• [Raw records]
[START]

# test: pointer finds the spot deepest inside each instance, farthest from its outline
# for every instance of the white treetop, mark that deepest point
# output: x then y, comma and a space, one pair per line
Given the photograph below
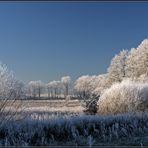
116, 71
65, 79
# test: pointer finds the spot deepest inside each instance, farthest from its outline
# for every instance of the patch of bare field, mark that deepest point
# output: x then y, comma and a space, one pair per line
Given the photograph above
47, 106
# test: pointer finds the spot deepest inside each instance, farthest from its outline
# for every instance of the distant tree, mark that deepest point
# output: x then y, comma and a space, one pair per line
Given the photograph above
85, 85
36, 88
54, 88
137, 61
116, 70
65, 81
10, 90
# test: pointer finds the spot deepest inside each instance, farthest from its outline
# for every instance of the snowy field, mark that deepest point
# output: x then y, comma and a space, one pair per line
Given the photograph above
61, 123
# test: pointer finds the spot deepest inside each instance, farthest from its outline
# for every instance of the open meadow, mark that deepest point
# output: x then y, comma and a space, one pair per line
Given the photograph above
57, 122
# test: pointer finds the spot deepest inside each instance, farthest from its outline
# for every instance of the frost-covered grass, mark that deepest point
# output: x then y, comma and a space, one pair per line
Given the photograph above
73, 129
127, 96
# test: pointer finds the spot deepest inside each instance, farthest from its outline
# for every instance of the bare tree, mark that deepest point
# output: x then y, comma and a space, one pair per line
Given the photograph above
11, 92
36, 88
65, 81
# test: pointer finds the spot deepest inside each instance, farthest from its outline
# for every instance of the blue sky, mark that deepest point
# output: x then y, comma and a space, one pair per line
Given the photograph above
47, 40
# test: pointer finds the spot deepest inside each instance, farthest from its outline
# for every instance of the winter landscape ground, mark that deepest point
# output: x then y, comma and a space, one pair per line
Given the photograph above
54, 123
81, 74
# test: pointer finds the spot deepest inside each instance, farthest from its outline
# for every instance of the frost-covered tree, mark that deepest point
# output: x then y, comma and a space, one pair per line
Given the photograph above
84, 85
10, 90
116, 70
54, 88
127, 96
36, 88
137, 61
66, 81
101, 83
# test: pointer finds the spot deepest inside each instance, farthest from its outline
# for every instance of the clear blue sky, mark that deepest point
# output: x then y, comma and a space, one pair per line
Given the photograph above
44, 41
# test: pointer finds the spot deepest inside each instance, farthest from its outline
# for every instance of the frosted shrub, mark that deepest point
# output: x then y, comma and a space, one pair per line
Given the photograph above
126, 96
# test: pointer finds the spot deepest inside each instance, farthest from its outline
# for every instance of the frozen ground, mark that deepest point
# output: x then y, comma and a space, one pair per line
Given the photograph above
60, 123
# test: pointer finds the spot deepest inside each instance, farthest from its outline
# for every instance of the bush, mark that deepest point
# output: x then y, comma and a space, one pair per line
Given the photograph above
126, 96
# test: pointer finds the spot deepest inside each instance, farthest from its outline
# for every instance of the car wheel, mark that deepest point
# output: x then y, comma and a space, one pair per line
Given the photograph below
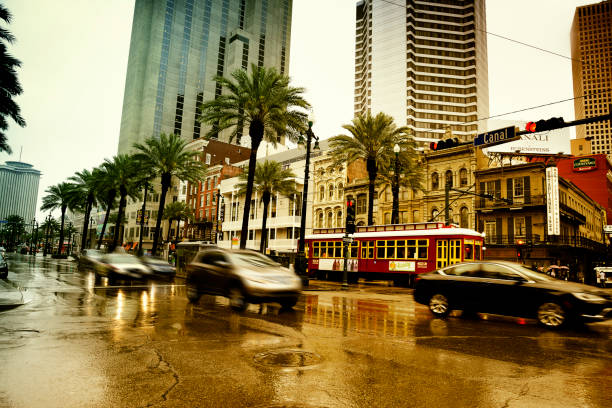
192, 292
551, 315
288, 303
439, 305
237, 299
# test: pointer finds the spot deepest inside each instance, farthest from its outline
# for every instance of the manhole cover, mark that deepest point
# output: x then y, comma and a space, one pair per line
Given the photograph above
287, 358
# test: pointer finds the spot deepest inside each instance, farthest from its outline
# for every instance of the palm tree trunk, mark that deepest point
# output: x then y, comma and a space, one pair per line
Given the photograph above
109, 206
122, 204
264, 231
166, 179
61, 243
372, 173
256, 130
88, 209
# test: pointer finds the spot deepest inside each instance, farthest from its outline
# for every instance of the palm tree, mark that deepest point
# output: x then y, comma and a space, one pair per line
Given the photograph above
262, 101
177, 211
166, 157
106, 188
409, 175
59, 196
86, 182
270, 178
9, 84
125, 170
372, 140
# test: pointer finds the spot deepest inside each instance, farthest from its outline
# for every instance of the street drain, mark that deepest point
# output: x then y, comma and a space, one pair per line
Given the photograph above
287, 358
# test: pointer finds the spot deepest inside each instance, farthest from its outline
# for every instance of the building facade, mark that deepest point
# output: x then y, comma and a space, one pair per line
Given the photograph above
591, 36
518, 217
18, 190
178, 46
425, 64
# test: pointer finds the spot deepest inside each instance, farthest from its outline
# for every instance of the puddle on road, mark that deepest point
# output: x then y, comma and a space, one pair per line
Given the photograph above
287, 358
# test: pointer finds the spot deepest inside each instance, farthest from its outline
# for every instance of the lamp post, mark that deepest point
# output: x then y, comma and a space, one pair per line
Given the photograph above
300, 261
395, 187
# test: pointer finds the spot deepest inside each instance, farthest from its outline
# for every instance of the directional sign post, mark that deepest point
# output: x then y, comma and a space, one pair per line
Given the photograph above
496, 137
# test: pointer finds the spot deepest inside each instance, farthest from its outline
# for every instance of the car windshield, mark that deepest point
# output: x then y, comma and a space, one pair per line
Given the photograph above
536, 276
121, 258
252, 259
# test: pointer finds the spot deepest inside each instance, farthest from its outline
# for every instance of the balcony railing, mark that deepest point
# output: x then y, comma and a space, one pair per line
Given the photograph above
537, 240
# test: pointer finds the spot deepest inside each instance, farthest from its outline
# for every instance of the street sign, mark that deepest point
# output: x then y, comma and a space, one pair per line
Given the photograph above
496, 137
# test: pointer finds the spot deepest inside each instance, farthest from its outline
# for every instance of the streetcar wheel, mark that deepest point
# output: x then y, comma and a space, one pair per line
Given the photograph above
439, 305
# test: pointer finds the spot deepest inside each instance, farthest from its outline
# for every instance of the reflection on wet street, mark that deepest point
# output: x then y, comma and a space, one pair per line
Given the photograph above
72, 340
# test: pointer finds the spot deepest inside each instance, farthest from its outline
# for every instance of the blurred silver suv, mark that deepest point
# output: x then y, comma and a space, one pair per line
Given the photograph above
242, 276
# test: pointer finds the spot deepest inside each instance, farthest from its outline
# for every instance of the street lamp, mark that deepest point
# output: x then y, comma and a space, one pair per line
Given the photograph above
300, 261
395, 187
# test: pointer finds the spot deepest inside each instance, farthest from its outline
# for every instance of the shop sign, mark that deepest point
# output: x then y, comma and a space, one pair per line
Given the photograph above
552, 201
585, 164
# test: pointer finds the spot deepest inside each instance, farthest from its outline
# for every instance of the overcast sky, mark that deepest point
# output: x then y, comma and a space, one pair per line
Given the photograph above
74, 56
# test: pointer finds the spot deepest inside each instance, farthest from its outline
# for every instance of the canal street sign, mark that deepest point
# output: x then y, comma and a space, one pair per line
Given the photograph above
496, 137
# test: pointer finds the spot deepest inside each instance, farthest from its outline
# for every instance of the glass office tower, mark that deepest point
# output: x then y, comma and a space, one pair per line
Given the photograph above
178, 46
425, 64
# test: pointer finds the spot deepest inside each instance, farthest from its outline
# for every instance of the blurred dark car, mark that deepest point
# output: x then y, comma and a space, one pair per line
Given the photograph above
508, 288
243, 276
159, 267
89, 258
3, 267
121, 266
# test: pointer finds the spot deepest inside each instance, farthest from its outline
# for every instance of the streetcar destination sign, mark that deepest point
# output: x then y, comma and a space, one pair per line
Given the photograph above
496, 137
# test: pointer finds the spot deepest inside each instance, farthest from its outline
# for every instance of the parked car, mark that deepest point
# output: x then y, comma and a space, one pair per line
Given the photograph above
89, 258
121, 266
508, 288
3, 267
159, 267
243, 276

[END]

• [Written task] Leave out the pictures and output the rest of the material exactly as written.

• [Problem solution]
# test: pointer finds the spot deepest inside each instance, farthest from its outline
# for every instance of the white treetop, mark that deepest point
# output: x then y, comma and a space, one pair per line
Given the photograph below
116, 71
65, 79
# test: pointer finds the spot deepest inside each instance, farthest from its outline
# for every instance of the patch of bare field, mark that deepest point
# output: x then y, comma and a space, one pair per line
Given the photograph above
47, 106
# test: pointer finds the spot deepest inside each instance, farthest from its outline
# for every instance of the distant tree, mark that deepest point
# output: x then y, comma and a space, one pair per line
Given the photograph above
85, 85
36, 88
54, 88
137, 61
116, 70
65, 81
10, 90
# test: pointer finds the spot deepest inside each instance, farthest from its outline
# for every instance of the snowy field, mark that deepest point
# output: x then y, comma and a space, one pair per line
Given the photograph above
61, 123
# test: pointer finds the spot deepest inside each instance, farthest from its outline
# for every instance of the open meadow, mark that deepest point
# output: x then y, comma and a space, one pair per line
Given the photograph above
57, 122
# test: pointer finds the spot deepest inside each instance, farthest from its outline
# for every instance of the frost-covered grass, mark that deepest point
# output: x then y, comma and a space, one pair per line
Given the photograph above
73, 129
127, 96
# test: pointer finds the spot deepest inside each instance, farthest from its outline
# for every instance of the bare tree, mark that deepest point
# output: x then y, comma and a space, one pair per line
Given the photograph above
11, 92
36, 88
65, 81
# test: pointer finds the spot deepest inside each instance, farthest from its outline
# for every instance of the blue sky, mark that deepest point
# output: x then y, comma and a space, one pair per line
Given the photograph above
47, 40
# test: pointer finds the spot deepest inside each instance, farthest from its outline
# for every instance of the winter landscape ground, mark that deepest point
# output: x then y, comma and a space, one pair per line
Given the photograph above
54, 123
81, 74
# test: pointer finds the spot deepest inside each instance, farthest from its outline
# for every instance of the frost-covered tree, mark that deepest point
# output: x then y, comma and a space, one pair per line
Given the photograph above
84, 85
10, 90
116, 70
54, 88
127, 96
36, 88
137, 61
66, 81
101, 83
# test: pointer finds the spot deepest inside each instance, farthest from its outline
# for every instance of the clear blue sky, mark that deepest point
# output: x then y, comma and a space, one pair per line
Given the photograph above
44, 41
# test: pointer finds the spot deepest inside each instance, farthest from its outline
# for every instance of the frosted shrub, mark that deepest point
# output: x then y, comma and a space, one pair per line
Given the photograph above
126, 96
# test: pointer finds the spot deepest inside each instance, farthest from its outline
# for every instance of the frozen ground, mark that deepest point
# output: x then y, comma and a space, one pair per line
Given the photograph above
60, 123
# test: pointer finds the spot deepest inside each instance, farthest from its outline
# for every instance of the bush, mark that deepest point
# output: x then y, comma and a space, one pair per line
Given the photograph above
126, 96
# test: pointer finds the spot deepest inside each instance, farthest from its outline
# for every instance of the car wheel, mark that deepest point
# output: x then y, comma and a space, one pair per line
Given the photograph below
192, 292
551, 315
288, 303
439, 305
237, 299
# test: pointer finds the spot deepest inside each instance, farthest from its outline
# for every instance of the manhole cover, mark that deepest point
# output: x then y, comma and a space, one pair per line
Given the photograph above
287, 358
# test: pointer finds the spot deepest inside each instance, farthest from its outline
# for every instance of the palm tree trunk, mark that deepest point
# output: x then y, comma and a space, one pair per line
Given the photograph above
109, 206
122, 204
264, 231
166, 179
61, 243
372, 173
256, 130
88, 209
# test: pointer finds the spot deepest inside each instance, farthest from its outline
# for every instance of the palm tree, mark that deepest point
# output: x then y, comma and a space, one pair per line
Given the photograph above
262, 101
177, 211
166, 157
106, 188
409, 175
59, 196
86, 182
270, 178
9, 84
125, 170
372, 140
# test: pointer finds the spot deepest inside each instance, farthest from its outline
# for every instance of the street drain, mark that deepest point
# output: x then y, comma and a space, one pair per line
Given the photograph above
287, 358
# test: pointer finds the spot deepest inside each instance, farthest from its outline
# for every instance of the building facade, mark that deepest point
# output: x then y, comma and a space, one pair per line
Given the photograph above
591, 36
518, 217
18, 190
178, 46
425, 64
# test: pointer finds the spot deepest inside each instance, farthest from its outline
# for every instance of the puddle on road, mark that deepest point
# output: x then y, comma and a space, one pair per line
Given the photograph above
287, 358
# test: pointer finds the spot deepest inside each instance, farthest from its outline
# for every instance of the lamp post, mark that deepest point
# output: x then y, comma and a space, one pair per line
Given the photograph above
300, 261
395, 187
# test: pointer finds the spot deepest inside each instance, farthest from its outline
# for every instance of the directional sign post, mark that deepest point
# output: x then y, comma and a space, one pair per line
Given the photograph above
496, 137
# test: pointer finds the spot deepest inside each instance, farthest from its outline
# for every instance of the car windshield, mark that deepest point
# output: x then y, comma and a space, one pair per line
Given the photograph above
536, 276
121, 258
252, 259
# test: pointer finds the spot deepest inside each instance, farthest from its outline
# for every instance of the balcony railing, mark that deepest point
# output: x then y, comma and a space, one pair per line
Given the photograph above
537, 240
# test: pointer finds the spot deepest inside each instance, farthest from its outline
# for every instance of the street sign, mark that deepest point
# output: x then y, comma and a space, one pair per line
Given the photograph above
496, 137
# test: pointer finds the spot deepest inside each instance, farthest from its outline
# for every instance of the streetcar wheel, mark that deepest point
# output: x then y, comma and a space, one pair per line
Given the photograph above
439, 305
# test: pointer finds the spot deepest inside each instance, farthest from its outline
# for every instance of the reflection on wet street, mark that deepest point
# output: x then y, comma and a space, one pair per line
Given the photograph above
72, 340
# test: pointer finds the spot deepest inside each instance, farthest from its outline
# for every instance of the blurred silver suv, mark that deepest point
# output: x then y, comma and a space, one pair per line
Given the photograph above
242, 276
# test: pointer finds the spot deepest inside each instance, farthest from its outline
# for every instance of the street lamp, mark that deepest point
# output: x then y, comma and a space, one pair per line
Given the photograph above
300, 261
395, 187
# test: pointer finds the spot deepest inside each instance, farthest from its outline
# for every instance of the shop sign, mark that deepest point
# output: x then y, comma and a space, one pair per line
Given the photograph above
552, 201
585, 164
# test: pointer finds the spot deepest inside each instance, farthest from its outline
# for every instance of the overcast sky, mark that deepest point
# output: x then y, comma and a space, one pair per line
Given the photograph above
74, 56
# test: pointer finds the spot deepest inside each instance, farthest from its outline
# for every instance of the canal street sign, mark that deepest point
# output: x then y, comma and a space, one pair per line
Given the photograph above
496, 137
# test: pointer finds the spot deepest inside each instance, farthest from its outline
# for every instance of the glass office tower, mark that deepest point
# output: x then y, comma and a space, one pair per line
Given the photograph above
178, 46
425, 64
# test: pointer finds the spot deepest inside each instance, farthest from its outline
# for every instance of the blurred dark car, mark that deepest point
# output: x then y, comma and a space, one pair per line
Given the photograph above
508, 288
243, 276
159, 267
89, 258
3, 267
121, 266
# test: pointer finds the spot deepest inside each instance, farthest from its outline
# for every instance of the streetcar destination sign, mark that deepest point
# output: x then y, comma and a space, one pair per line
Given the photograph above
496, 137
# test: pointer finds the spot deepest inside each instance, farthest from its outline
# for every instance of the parked car, mark that deepest point
# output: x then y, comma and a space, one pair per line
Given the photograph above
89, 258
121, 266
508, 288
3, 267
159, 267
243, 276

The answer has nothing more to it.